--- DATA FOR THE TASK Enclosed Below ---

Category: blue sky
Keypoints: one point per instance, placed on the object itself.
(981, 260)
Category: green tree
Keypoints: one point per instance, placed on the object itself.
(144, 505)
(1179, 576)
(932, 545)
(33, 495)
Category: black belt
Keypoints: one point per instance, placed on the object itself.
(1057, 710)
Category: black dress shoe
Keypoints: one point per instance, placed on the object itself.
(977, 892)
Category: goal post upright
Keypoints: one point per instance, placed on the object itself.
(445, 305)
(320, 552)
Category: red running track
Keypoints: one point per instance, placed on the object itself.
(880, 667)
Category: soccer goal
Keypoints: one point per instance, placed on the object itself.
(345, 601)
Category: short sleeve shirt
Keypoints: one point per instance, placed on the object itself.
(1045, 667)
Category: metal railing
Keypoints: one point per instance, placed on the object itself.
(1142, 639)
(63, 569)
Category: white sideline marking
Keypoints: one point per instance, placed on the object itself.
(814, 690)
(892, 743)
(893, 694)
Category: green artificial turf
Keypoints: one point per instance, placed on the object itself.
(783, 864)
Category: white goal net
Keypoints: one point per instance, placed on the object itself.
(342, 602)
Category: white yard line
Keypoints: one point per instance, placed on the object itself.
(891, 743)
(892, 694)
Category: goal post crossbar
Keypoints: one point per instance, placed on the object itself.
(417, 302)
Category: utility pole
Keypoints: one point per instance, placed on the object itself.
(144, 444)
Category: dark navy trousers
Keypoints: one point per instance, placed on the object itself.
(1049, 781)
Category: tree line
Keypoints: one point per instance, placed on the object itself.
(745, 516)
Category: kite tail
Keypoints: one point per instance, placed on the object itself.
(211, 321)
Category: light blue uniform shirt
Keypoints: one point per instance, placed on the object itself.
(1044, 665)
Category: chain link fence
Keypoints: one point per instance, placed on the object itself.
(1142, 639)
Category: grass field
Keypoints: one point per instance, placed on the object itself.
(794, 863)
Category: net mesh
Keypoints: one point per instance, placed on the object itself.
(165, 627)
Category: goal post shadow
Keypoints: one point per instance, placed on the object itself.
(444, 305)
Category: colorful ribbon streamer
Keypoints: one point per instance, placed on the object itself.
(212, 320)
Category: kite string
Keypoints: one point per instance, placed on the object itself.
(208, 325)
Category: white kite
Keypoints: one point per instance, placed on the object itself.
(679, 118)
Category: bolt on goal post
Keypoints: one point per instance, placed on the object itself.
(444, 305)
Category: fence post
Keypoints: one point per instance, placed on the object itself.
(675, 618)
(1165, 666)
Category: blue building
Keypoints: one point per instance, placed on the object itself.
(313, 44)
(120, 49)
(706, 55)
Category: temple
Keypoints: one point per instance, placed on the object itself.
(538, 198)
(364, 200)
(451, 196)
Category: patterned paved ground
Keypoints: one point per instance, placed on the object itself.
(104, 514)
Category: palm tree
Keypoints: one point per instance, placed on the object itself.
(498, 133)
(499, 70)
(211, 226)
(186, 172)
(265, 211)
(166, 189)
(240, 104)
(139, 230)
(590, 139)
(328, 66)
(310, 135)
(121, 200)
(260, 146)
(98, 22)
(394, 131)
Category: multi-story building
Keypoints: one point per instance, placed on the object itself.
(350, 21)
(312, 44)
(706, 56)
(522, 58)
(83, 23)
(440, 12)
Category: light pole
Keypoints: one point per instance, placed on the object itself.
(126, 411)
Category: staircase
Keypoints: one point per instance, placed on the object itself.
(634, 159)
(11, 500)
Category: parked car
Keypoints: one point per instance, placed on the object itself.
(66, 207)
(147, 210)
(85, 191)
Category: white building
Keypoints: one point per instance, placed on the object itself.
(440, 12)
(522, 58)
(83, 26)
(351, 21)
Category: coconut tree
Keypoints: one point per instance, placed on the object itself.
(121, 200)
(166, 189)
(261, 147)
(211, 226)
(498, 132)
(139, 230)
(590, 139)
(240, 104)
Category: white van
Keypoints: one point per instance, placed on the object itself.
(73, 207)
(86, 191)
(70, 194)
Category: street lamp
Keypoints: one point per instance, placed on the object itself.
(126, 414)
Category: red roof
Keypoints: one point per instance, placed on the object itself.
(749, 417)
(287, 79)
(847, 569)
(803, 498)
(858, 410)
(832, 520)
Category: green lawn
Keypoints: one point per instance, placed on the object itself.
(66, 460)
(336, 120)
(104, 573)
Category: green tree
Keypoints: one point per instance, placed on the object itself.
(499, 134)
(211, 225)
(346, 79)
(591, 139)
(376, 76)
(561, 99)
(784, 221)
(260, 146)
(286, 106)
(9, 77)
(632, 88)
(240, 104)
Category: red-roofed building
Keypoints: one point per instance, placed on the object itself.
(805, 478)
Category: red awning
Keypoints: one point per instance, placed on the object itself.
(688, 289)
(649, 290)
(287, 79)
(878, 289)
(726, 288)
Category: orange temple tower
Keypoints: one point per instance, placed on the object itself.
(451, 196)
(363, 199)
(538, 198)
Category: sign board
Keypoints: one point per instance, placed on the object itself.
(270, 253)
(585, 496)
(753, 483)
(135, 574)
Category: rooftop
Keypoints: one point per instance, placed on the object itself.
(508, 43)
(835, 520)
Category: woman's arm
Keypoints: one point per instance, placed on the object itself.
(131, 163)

--- End of Enclosed DATA FOR THE TASK ---
--- DATA FOR THE TASK Enclosed Below ---

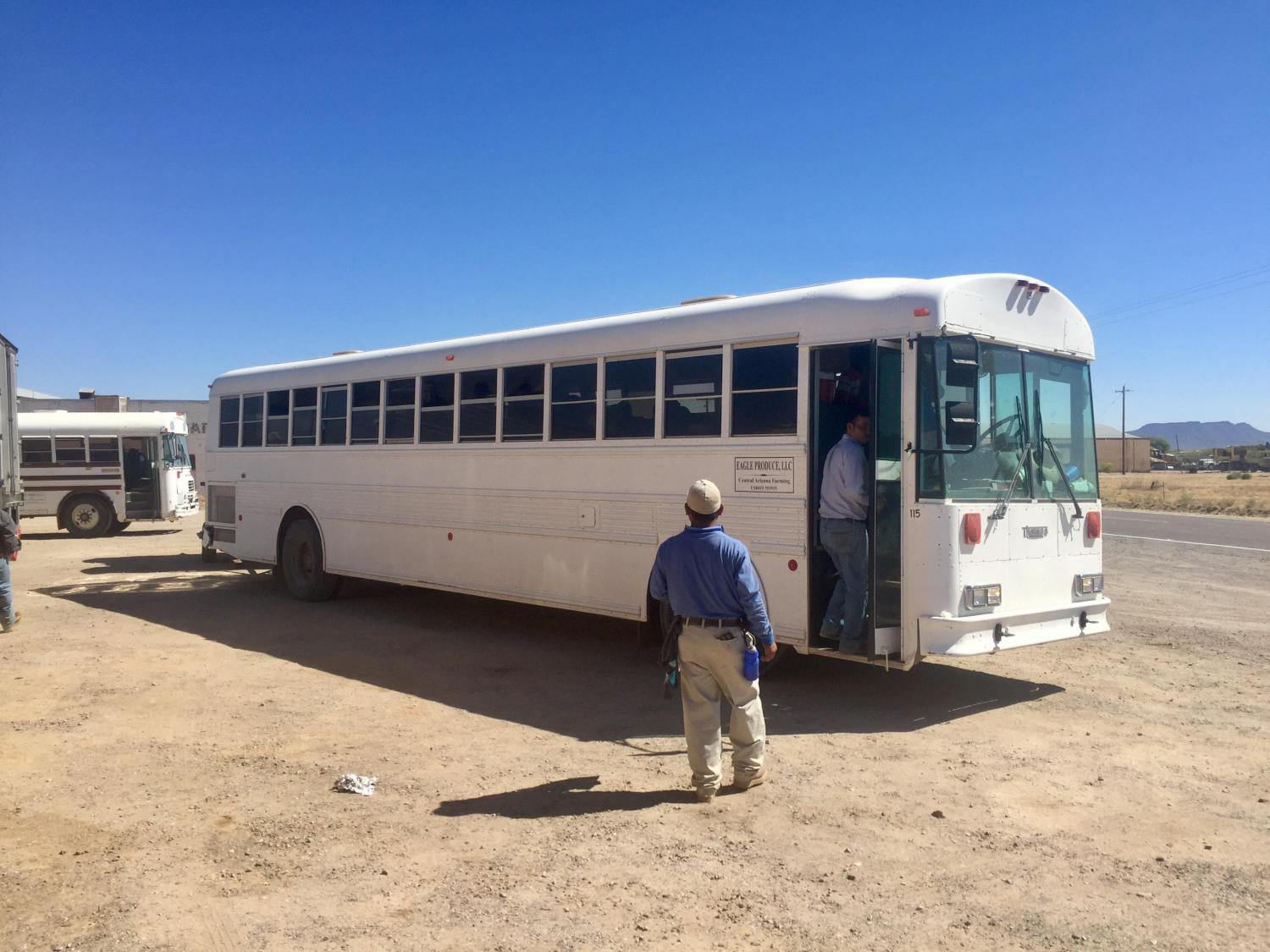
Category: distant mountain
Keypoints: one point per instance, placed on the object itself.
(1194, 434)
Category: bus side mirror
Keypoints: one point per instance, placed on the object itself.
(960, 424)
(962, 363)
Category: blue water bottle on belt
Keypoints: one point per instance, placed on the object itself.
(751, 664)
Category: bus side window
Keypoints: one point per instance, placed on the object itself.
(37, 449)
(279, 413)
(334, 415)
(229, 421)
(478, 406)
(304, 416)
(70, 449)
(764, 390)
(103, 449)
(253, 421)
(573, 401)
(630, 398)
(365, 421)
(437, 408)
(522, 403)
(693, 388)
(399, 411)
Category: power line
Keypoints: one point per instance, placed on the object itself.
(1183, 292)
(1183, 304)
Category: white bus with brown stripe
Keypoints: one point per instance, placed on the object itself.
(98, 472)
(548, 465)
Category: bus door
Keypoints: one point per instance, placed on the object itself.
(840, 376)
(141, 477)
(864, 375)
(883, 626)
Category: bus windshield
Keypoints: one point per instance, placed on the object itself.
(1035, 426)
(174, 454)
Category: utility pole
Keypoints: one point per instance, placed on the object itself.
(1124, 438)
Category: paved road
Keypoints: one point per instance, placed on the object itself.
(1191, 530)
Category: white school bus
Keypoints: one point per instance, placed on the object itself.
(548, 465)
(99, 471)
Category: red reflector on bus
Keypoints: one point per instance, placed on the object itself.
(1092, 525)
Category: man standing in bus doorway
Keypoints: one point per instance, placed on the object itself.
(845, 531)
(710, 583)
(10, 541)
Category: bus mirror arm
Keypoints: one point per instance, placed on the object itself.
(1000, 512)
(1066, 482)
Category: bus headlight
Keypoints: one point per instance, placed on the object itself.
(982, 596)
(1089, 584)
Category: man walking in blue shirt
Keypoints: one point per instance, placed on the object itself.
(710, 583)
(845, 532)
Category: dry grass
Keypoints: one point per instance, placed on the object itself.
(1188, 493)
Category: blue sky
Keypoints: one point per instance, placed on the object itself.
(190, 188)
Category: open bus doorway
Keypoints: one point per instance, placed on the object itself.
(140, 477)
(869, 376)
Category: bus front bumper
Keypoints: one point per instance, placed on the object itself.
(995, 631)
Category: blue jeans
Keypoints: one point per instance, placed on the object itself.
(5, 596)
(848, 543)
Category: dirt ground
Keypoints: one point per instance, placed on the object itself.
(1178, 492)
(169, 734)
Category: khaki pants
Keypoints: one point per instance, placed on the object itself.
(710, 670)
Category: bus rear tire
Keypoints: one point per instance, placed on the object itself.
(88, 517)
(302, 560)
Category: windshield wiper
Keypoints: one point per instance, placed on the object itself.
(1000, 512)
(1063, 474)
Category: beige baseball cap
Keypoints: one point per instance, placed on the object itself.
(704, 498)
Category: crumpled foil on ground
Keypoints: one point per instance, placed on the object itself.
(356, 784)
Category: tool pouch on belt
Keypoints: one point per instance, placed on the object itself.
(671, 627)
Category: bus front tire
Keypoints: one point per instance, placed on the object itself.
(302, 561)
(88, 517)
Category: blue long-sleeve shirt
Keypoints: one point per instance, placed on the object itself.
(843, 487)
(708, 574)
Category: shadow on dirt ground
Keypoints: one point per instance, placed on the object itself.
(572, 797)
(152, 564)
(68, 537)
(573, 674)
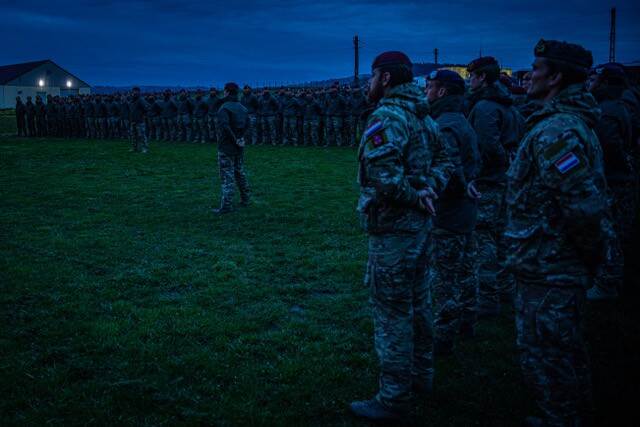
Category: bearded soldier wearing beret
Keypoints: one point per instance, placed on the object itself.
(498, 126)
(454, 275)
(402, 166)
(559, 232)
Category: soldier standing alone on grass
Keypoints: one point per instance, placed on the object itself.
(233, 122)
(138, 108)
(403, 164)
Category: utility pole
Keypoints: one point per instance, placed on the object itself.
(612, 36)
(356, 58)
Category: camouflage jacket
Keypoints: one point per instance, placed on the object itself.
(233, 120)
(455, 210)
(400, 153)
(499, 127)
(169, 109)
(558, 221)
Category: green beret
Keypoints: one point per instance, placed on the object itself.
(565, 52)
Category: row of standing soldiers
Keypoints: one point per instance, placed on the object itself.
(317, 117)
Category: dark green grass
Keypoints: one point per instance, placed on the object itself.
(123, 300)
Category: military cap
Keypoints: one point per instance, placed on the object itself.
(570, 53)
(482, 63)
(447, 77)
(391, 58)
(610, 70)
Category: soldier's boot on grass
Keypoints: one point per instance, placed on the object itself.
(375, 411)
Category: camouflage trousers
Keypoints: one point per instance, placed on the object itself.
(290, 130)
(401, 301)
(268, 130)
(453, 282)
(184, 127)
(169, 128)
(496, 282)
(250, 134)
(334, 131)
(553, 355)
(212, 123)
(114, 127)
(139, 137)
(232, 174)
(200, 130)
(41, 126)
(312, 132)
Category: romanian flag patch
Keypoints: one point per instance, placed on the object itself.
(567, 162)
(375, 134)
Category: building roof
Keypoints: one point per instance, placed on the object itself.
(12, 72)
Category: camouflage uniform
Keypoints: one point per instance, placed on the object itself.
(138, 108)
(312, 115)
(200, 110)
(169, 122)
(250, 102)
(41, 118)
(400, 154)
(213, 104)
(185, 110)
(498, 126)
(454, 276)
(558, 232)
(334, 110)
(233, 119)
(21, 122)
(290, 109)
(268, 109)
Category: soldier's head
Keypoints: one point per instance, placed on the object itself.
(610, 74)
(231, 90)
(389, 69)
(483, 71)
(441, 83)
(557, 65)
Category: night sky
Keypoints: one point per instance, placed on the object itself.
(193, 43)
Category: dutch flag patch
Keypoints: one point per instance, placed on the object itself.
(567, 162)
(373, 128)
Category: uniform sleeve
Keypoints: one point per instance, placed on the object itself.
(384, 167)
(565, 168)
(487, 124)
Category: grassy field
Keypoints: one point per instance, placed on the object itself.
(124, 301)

--- End of Enclosed DATA FOR THE TASK ---
--- DATA FOR THE TASK Enclosed Below ---

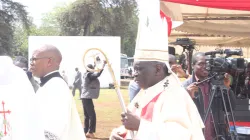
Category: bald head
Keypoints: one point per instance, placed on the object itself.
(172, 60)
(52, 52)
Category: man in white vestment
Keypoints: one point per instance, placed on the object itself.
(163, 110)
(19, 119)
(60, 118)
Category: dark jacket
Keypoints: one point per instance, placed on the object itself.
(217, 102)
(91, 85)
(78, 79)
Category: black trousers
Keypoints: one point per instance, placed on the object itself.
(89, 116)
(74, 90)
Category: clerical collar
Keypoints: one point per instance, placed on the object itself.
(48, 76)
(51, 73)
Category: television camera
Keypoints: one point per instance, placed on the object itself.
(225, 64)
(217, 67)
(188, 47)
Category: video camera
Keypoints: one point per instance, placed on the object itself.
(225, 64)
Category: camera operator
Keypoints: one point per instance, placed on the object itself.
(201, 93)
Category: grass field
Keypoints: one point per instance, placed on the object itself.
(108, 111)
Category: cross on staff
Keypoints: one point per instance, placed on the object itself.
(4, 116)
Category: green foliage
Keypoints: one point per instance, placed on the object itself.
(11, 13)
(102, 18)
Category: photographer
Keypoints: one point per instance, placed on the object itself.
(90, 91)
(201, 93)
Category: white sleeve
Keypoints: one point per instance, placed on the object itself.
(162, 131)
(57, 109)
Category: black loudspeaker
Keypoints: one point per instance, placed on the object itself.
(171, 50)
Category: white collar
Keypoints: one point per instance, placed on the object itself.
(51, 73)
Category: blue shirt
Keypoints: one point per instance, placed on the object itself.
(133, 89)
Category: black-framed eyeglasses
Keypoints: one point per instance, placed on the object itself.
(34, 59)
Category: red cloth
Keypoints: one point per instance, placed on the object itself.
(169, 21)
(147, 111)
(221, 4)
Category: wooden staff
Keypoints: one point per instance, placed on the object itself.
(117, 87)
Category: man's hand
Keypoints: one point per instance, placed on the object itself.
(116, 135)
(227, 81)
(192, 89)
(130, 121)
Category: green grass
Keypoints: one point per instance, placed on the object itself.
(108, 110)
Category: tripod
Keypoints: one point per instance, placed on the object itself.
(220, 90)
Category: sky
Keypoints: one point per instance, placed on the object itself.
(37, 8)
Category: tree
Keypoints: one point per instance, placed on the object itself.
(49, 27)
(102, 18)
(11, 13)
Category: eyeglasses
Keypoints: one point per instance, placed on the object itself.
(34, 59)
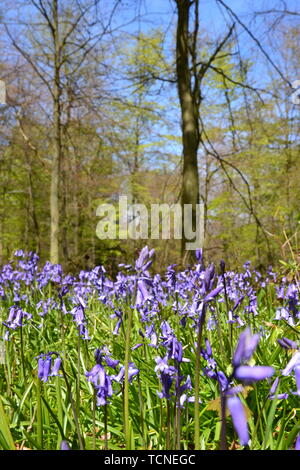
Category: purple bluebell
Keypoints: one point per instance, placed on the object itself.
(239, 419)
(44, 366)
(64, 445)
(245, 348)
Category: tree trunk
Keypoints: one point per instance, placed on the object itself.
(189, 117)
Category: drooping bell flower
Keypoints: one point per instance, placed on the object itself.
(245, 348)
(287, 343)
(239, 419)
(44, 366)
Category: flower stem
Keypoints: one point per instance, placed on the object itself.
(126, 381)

--- End of Enclosed DATA FOR THE TASK ---

→ **REQUIREMENT**:
Your answer must consist solely of the lines above between the line holding "Category: romanian flag patch" and the line holding "Category: soldier's head", inclusive, copied exactly.

→ **RESULT BELOW**:
Category: romanian flag patch
Keypoints: one point per instance, placed on the object itself.
(567, 162)
(375, 134)
Category: building roof
Keypoints: one point per instance, placed on the object itself.
(12, 72)
Category: camouflage uniform
Keypoints: one point per instance, placed on the object itself.
(138, 108)
(312, 115)
(200, 110)
(169, 122)
(250, 102)
(41, 118)
(400, 154)
(213, 104)
(185, 110)
(498, 126)
(454, 276)
(558, 232)
(334, 110)
(233, 119)
(21, 122)
(290, 109)
(268, 109)
Category: soldier's head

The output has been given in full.